** Start of Selection **
The Immorality of Over-Commodification

Michael Sandel aims to establish that there is an inherent immorality in market values entering nonmarket spaces, which is occurring through the over-commodification of an increasingly market-driven world. As is suggested in the title of his work, What Money Can’t Buy: The Moral Limits of Markets, Sandel believes that there are some objects, institutions, and ideas that should not be able to be bought and sold.

Sandel suggests that market values don’t merely enter spaces as well as existing civic values, but instead that market values “crowd out” existing values. He provides the example of a Swiss town feeling less inclined to support the nuclear waste plant near their homes when they were offered financial incentives for allowing it, as well as lawyers preferring to give free advice to pensioners rather than for a dramatically reduced fee. In both cases, “the intrusion of market norms crowded out [a] sense of civic duty” (140). Sandel thus argues that free-market values corrode important societal value systems, such as civic goodness and altruism.
** End of Selection **
** Start of Data records **
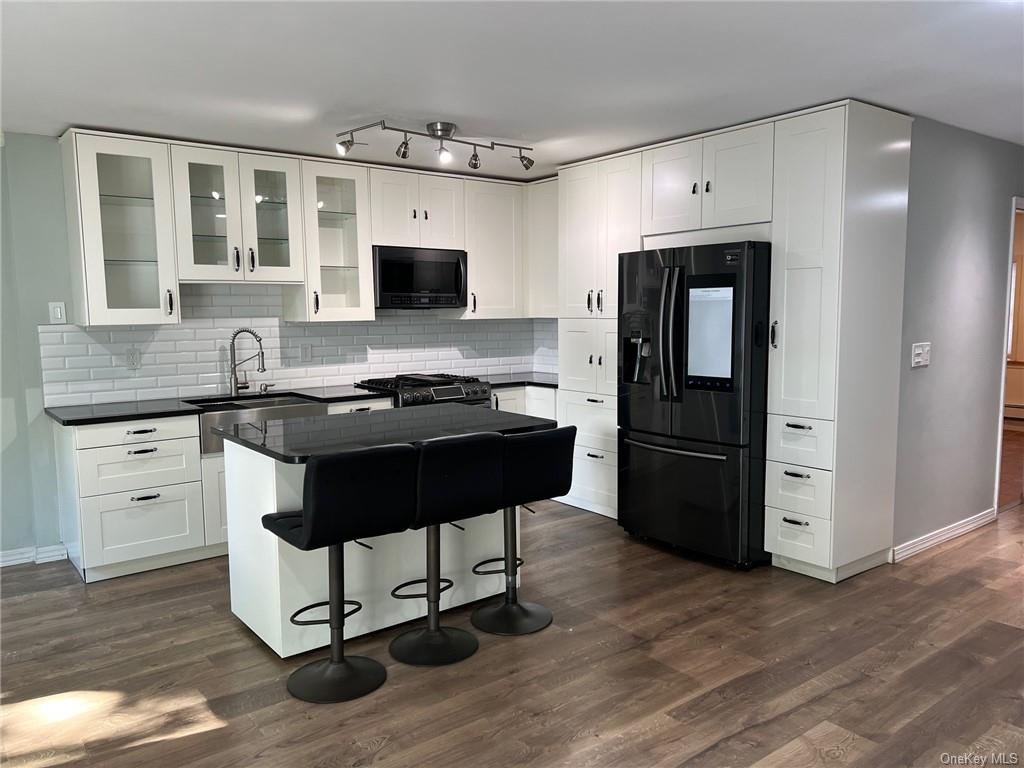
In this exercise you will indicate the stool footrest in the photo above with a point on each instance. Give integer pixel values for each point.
(478, 569)
(446, 584)
(356, 607)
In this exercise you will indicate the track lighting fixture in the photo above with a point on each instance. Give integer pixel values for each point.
(440, 131)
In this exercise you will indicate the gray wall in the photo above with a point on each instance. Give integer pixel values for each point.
(962, 184)
(34, 255)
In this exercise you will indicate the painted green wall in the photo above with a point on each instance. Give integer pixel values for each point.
(33, 271)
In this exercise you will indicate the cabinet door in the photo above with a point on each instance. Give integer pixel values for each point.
(394, 208)
(737, 177)
(805, 263)
(494, 247)
(577, 355)
(207, 213)
(607, 356)
(271, 218)
(620, 231)
(443, 209)
(671, 188)
(127, 225)
(542, 250)
(339, 257)
(579, 222)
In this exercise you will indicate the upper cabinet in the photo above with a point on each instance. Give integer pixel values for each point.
(721, 180)
(339, 258)
(121, 222)
(598, 218)
(238, 216)
(494, 249)
(542, 249)
(417, 210)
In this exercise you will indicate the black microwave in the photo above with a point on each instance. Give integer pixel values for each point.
(419, 278)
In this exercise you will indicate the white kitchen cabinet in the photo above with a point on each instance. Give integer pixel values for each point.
(737, 177)
(542, 249)
(417, 210)
(599, 217)
(494, 250)
(121, 230)
(339, 268)
(672, 187)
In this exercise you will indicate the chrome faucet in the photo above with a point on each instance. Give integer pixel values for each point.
(260, 368)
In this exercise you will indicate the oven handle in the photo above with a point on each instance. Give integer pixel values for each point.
(677, 452)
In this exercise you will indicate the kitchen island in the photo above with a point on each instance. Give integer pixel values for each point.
(269, 580)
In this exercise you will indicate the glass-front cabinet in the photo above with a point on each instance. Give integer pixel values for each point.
(119, 202)
(339, 283)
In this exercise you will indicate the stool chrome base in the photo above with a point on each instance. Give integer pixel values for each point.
(433, 647)
(511, 619)
(325, 681)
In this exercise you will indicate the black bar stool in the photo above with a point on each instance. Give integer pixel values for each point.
(459, 477)
(353, 495)
(538, 466)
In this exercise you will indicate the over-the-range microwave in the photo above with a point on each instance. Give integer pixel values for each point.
(419, 278)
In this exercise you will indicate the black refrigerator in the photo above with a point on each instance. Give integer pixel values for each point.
(693, 342)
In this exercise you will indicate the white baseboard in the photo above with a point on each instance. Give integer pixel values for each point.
(903, 551)
(33, 554)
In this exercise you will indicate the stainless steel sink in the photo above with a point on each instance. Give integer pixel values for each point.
(226, 412)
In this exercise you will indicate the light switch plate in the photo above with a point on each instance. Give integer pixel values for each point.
(58, 313)
(921, 354)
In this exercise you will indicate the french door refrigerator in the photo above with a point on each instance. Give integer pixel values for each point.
(692, 389)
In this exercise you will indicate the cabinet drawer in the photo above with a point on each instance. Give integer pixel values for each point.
(116, 468)
(595, 417)
(800, 537)
(358, 407)
(799, 489)
(141, 523)
(804, 441)
(128, 432)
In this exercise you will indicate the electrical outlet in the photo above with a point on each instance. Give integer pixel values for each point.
(133, 357)
(921, 354)
(58, 313)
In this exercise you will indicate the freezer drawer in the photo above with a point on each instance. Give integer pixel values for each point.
(690, 495)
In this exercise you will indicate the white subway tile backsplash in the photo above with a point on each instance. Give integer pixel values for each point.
(83, 366)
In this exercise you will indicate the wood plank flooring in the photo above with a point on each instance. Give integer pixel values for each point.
(652, 660)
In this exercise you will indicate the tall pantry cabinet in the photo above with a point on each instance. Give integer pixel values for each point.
(839, 239)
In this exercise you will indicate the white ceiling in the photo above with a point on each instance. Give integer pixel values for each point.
(572, 80)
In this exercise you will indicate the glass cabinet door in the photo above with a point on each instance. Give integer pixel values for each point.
(339, 266)
(207, 213)
(127, 230)
(271, 218)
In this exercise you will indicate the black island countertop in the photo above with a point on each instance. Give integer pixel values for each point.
(294, 440)
(103, 413)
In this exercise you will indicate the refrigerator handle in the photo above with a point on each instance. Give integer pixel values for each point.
(672, 331)
(660, 332)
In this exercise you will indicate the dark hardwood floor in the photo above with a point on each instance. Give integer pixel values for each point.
(652, 660)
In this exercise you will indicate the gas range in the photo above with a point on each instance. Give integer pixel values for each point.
(422, 389)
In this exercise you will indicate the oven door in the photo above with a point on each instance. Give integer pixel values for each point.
(419, 278)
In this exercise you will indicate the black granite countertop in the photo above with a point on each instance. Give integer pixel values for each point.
(294, 440)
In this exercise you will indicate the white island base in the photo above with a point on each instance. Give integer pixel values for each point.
(270, 579)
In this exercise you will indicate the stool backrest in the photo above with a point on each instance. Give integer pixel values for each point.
(538, 465)
(358, 494)
(459, 477)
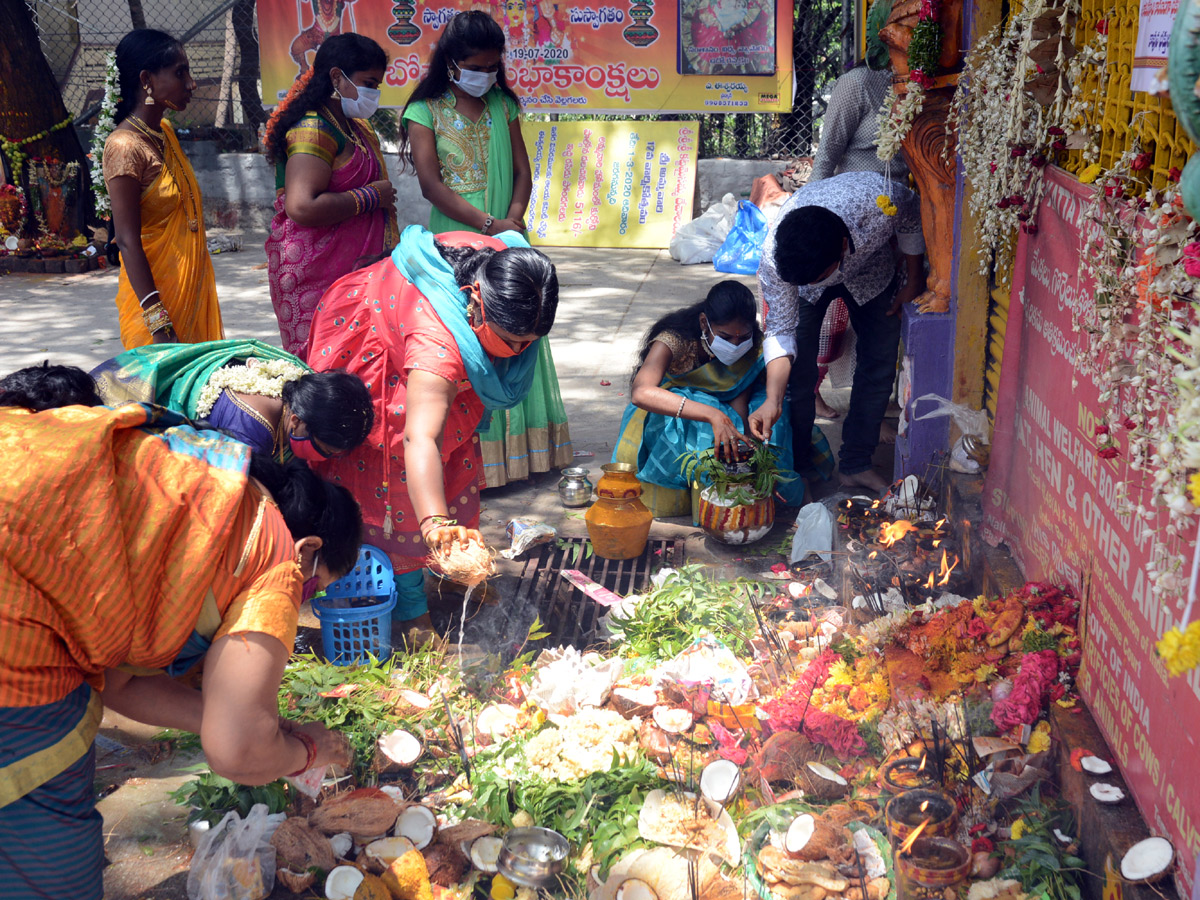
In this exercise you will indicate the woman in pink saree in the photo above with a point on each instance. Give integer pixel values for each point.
(334, 207)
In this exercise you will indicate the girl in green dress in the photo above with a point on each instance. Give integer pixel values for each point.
(462, 132)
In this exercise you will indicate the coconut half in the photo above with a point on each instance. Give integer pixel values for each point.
(485, 853)
(401, 748)
(1147, 861)
(720, 780)
(419, 825)
(342, 882)
(1095, 766)
(385, 850)
(673, 721)
(1104, 792)
(635, 889)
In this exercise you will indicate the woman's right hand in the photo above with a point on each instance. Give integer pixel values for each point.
(387, 193)
(725, 436)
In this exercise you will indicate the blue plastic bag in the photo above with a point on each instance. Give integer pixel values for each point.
(742, 250)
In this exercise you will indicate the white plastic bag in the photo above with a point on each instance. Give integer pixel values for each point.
(814, 533)
(235, 861)
(697, 241)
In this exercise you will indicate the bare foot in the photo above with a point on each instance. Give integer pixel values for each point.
(870, 479)
(823, 409)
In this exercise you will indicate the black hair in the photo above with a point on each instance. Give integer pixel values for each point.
(142, 51)
(808, 241)
(313, 507)
(519, 285)
(352, 54)
(466, 34)
(46, 387)
(335, 406)
(726, 301)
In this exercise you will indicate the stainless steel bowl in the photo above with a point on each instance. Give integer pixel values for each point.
(533, 857)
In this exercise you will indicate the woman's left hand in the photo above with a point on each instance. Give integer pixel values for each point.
(441, 539)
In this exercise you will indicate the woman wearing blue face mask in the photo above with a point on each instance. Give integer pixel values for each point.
(699, 373)
(462, 132)
(334, 205)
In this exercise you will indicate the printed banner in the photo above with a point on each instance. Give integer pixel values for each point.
(1054, 502)
(1155, 21)
(624, 55)
(610, 184)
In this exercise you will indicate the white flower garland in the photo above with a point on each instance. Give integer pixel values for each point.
(105, 125)
(264, 378)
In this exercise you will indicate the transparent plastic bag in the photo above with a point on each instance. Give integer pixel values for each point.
(235, 861)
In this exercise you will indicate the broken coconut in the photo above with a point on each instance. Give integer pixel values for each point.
(823, 783)
(1147, 861)
(635, 889)
(720, 780)
(342, 882)
(1095, 766)
(672, 721)
(1104, 792)
(401, 748)
(298, 846)
(419, 825)
(365, 814)
(485, 853)
(809, 839)
(634, 701)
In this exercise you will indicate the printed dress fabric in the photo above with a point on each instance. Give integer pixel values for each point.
(172, 237)
(477, 165)
(304, 261)
(76, 607)
(379, 327)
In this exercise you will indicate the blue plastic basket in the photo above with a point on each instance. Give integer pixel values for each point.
(351, 635)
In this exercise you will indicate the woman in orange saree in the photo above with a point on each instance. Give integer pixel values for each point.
(167, 291)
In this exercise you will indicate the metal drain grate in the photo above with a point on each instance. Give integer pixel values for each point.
(565, 611)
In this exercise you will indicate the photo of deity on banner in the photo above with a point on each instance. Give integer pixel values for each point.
(733, 37)
(327, 22)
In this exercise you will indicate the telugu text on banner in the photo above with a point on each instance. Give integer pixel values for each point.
(1055, 503)
(628, 57)
(610, 184)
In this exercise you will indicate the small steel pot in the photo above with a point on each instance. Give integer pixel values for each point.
(575, 487)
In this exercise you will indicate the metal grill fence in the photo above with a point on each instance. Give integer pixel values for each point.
(227, 107)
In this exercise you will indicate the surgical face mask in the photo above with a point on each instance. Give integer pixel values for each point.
(310, 586)
(477, 84)
(726, 351)
(364, 105)
(304, 449)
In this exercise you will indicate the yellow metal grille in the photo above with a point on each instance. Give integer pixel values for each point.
(1117, 112)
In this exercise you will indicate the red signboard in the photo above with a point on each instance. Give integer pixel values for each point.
(1054, 502)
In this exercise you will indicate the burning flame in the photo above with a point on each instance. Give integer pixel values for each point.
(892, 532)
(912, 838)
(945, 570)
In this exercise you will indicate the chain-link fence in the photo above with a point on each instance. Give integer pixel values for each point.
(222, 46)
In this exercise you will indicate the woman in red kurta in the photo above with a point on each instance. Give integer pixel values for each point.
(439, 334)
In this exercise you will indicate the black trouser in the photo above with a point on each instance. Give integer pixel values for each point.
(875, 367)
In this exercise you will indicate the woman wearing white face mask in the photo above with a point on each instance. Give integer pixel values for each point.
(462, 132)
(699, 373)
(334, 207)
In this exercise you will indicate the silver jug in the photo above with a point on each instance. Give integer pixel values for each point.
(575, 489)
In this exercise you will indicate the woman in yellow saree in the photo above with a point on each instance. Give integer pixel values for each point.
(167, 291)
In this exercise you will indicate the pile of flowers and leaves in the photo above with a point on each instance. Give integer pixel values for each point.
(1141, 348)
(899, 112)
(1018, 108)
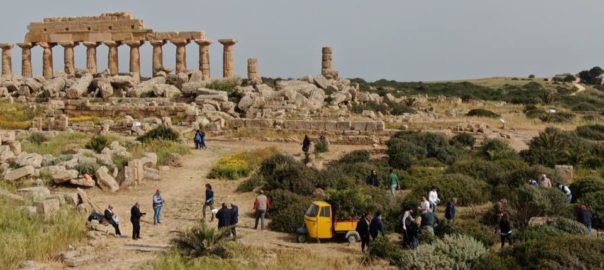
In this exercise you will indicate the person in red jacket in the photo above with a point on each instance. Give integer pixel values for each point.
(261, 205)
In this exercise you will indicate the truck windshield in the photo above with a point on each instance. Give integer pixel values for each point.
(313, 210)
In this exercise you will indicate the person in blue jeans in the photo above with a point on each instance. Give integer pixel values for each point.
(158, 203)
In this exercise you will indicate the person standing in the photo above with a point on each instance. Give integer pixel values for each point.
(135, 218)
(394, 182)
(234, 219)
(363, 230)
(433, 198)
(585, 217)
(372, 179)
(376, 226)
(306, 144)
(505, 229)
(209, 202)
(451, 209)
(158, 203)
(112, 218)
(261, 205)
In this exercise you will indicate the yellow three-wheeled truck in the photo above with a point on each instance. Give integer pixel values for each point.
(321, 223)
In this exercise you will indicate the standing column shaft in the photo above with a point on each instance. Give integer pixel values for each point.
(113, 61)
(26, 69)
(181, 55)
(158, 55)
(7, 59)
(204, 58)
(69, 58)
(228, 61)
(91, 56)
(47, 64)
(135, 56)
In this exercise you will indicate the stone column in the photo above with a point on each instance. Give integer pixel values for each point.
(113, 63)
(135, 56)
(252, 71)
(26, 69)
(181, 54)
(7, 59)
(204, 58)
(91, 56)
(158, 55)
(228, 62)
(47, 65)
(69, 57)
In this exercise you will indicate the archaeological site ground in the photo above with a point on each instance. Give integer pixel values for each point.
(74, 141)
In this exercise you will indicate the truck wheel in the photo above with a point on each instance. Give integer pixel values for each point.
(301, 238)
(352, 239)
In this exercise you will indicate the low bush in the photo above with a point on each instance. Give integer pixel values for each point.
(160, 133)
(482, 113)
(98, 143)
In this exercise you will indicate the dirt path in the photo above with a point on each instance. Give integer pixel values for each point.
(182, 189)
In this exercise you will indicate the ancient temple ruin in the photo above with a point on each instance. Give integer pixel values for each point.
(112, 30)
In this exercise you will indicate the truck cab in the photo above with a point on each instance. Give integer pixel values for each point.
(320, 223)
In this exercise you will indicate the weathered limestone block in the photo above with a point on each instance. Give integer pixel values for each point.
(106, 180)
(80, 88)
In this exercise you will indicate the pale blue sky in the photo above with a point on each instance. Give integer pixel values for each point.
(393, 39)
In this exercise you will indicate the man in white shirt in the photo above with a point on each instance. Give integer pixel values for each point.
(433, 198)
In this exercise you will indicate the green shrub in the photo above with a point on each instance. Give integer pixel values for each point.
(482, 113)
(98, 143)
(159, 133)
(464, 139)
(355, 156)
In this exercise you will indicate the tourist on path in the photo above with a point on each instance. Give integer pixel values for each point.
(209, 202)
(372, 179)
(363, 230)
(585, 217)
(376, 226)
(158, 203)
(451, 209)
(394, 182)
(135, 218)
(505, 229)
(112, 218)
(306, 144)
(261, 205)
(433, 198)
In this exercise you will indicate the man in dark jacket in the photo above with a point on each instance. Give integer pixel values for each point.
(135, 218)
(376, 226)
(224, 216)
(372, 179)
(363, 230)
(109, 216)
(451, 209)
(234, 219)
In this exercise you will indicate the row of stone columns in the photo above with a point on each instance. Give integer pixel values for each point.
(113, 58)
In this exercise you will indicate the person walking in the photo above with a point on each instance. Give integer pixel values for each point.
(197, 139)
(113, 219)
(261, 205)
(451, 209)
(433, 198)
(394, 182)
(564, 188)
(209, 202)
(234, 219)
(504, 227)
(363, 230)
(372, 179)
(376, 226)
(158, 203)
(585, 217)
(306, 144)
(135, 219)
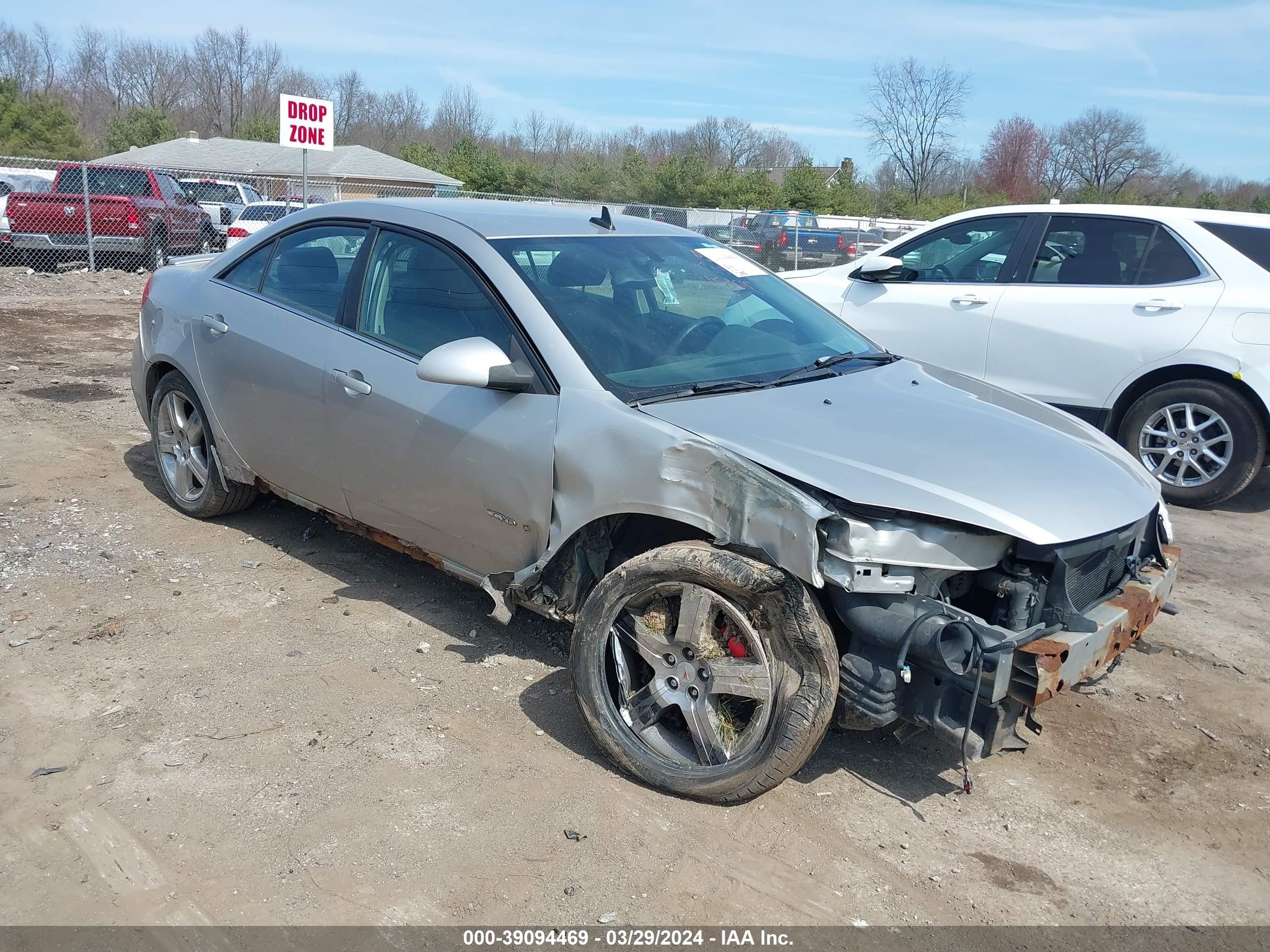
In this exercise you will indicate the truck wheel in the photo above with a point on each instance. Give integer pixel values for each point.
(182, 443)
(1203, 441)
(703, 672)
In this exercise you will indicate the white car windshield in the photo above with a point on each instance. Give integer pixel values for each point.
(657, 314)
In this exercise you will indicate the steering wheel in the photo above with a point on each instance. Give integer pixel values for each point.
(696, 328)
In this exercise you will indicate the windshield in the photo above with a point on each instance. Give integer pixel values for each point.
(263, 212)
(658, 314)
(211, 192)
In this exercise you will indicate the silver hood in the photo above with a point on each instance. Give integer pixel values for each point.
(924, 440)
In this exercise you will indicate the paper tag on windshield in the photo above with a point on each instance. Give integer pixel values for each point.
(731, 262)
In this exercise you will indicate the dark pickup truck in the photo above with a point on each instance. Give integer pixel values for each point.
(797, 240)
(138, 215)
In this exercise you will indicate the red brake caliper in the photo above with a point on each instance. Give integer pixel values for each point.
(735, 645)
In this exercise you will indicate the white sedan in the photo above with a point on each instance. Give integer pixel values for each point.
(1150, 323)
(256, 216)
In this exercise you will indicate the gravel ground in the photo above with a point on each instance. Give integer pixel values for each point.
(263, 720)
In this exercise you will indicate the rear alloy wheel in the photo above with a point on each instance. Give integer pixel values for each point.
(704, 672)
(1202, 440)
(182, 443)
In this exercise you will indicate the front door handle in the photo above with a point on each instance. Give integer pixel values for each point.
(356, 386)
(1159, 304)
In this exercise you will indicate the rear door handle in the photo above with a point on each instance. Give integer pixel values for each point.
(353, 385)
(1159, 304)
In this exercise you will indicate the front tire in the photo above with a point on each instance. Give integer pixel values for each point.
(704, 673)
(182, 444)
(1203, 441)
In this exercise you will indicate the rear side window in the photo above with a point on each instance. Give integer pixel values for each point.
(312, 266)
(1249, 240)
(1092, 250)
(247, 273)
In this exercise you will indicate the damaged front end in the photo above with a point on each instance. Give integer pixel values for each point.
(949, 626)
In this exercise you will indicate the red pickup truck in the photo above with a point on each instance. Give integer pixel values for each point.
(138, 215)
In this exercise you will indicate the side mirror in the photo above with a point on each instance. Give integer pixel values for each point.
(879, 268)
(474, 362)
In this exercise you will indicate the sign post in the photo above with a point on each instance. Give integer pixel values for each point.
(305, 124)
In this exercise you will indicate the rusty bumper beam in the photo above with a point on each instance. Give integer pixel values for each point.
(1051, 666)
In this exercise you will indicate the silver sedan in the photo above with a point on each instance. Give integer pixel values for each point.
(755, 517)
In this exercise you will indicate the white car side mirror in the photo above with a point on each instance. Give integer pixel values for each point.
(879, 268)
(474, 362)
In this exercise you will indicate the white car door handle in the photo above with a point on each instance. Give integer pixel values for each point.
(354, 385)
(1159, 304)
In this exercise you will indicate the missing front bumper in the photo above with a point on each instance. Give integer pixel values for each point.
(1048, 667)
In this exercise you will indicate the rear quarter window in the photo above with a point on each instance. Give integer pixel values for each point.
(1249, 240)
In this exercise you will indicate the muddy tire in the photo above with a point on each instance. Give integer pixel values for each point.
(1203, 462)
(181, 441)
(752, 686)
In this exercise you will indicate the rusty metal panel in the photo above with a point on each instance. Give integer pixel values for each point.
(1051, 666)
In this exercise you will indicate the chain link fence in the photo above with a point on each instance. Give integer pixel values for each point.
(58, 215)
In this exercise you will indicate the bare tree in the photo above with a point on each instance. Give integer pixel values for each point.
(911, 116)
(349, 98)
(153, 75)
(1051, 169)
(738, 140)
(705, 137)
(28, 61)
(1010, 159)
(460, 115)
(532, 131)
(1105, 149)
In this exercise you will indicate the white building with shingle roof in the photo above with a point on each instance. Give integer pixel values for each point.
(345, 172)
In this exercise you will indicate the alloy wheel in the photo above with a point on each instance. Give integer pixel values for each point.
(182, 439)
(1185, 444)
(689, 676)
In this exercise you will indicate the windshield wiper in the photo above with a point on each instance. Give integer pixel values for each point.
(822, 364)
(719, 386)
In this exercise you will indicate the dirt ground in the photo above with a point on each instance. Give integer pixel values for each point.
(242, 748)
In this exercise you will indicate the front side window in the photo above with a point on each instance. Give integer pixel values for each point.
(1089, 250)
(657, 314)
(968, 252)
(312, 266)
(417, 296)
(247, 273)
(211, 191)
** End of Data records **
(Problems to solve):
1. Put this sentence from the essay on over-commodification into Spanish: "Sandel thus argues that free-market values corrode important societal value systems, such as civic goodness and altruism."
2. In the essay on over-commodification, how did the Swiss town react to being offered financial incentives for the nuclear waste plant?
3. Carry the essay on over-commodification forward from its final sentence.
You won't need the rows for any of this.

(Task responses):
1. Así, Sandel sostiene que los valores del libre mercado corroen importantes sistemas de valores sociales, como la bondad cívica y el altruismo.

2. The town felt less inclined to support the plant near their homes.

3.
Sandel also suggests that the market cannot regulate morally righteous behavior, but that it instead tends to result in the opposite, as ethics are abandoned in favor of making money. In the case of the “bribe for sterilization” offered by Barbara Harris, Sandel questions the ethics of impoverished addicts being paid off for sacrificing their ability to reproduce, adding that, “from the standpoint of market reasoning, it’s not clear why the program should provoke outrage” (51). Sandel also cites the example of life insurance to elucidate his point that market logic has crowded out moral righteousness through emphasizing “the dehumanizing attitudes” (177) that underpin the purchasing of life insurance purely for individual or corporate gain rather than personal connection.

Sandel argues that market values are also crowding out civic values in the political sphere. He points to the paid line-standers outside of Congress, who had been hired by a company to exclude a rival group of environmentalists from the floor of congress, thereby stifling free debate and meaningful civic engagement by ordinary citizens. He also details how public spaces are being renamed, such as stadiums and subway stations, through corporate sponsorship and advertisements. Often, the replaced names held local historical and cultural significance, but the temptation of corporate funding is too large to resist.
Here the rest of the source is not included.